▸ Instructions to follow
Write out all of the rows below again, requests included, and shift every box coordinate in the answers by -40. Leave the pictures out.

(Image entries for named regions)
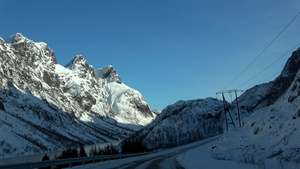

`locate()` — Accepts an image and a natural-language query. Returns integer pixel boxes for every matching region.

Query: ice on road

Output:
[73,136,256,169]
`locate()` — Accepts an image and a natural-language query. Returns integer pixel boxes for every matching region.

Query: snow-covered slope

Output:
[238,49,300,111]
[0,33,156,158]
[212,49,300,166]
[123,98,223,149]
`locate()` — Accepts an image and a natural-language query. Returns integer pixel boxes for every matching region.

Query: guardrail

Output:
[0,152,150,169]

▸ Written response
`locate()` — Accepts an image and a natural-language query. Returns integer pixel boxes for every matching region.

Query: ice on road

Output:
[33,96,216,129]
`locate()` — Accepts an image and a natural-language query. Returns integer pixel boxes for every matching region.

Query: snow-covered slope

Output:
[198,9,260,71]
[-40,-7,116,118]
[172,9,260,126]
[83,58,183,109]
`locate()` — Accepts an image and a natural-language query. Returns integer pixel boxes for every matching region.

Query: guardrail

Output:
[-40,112,110,129]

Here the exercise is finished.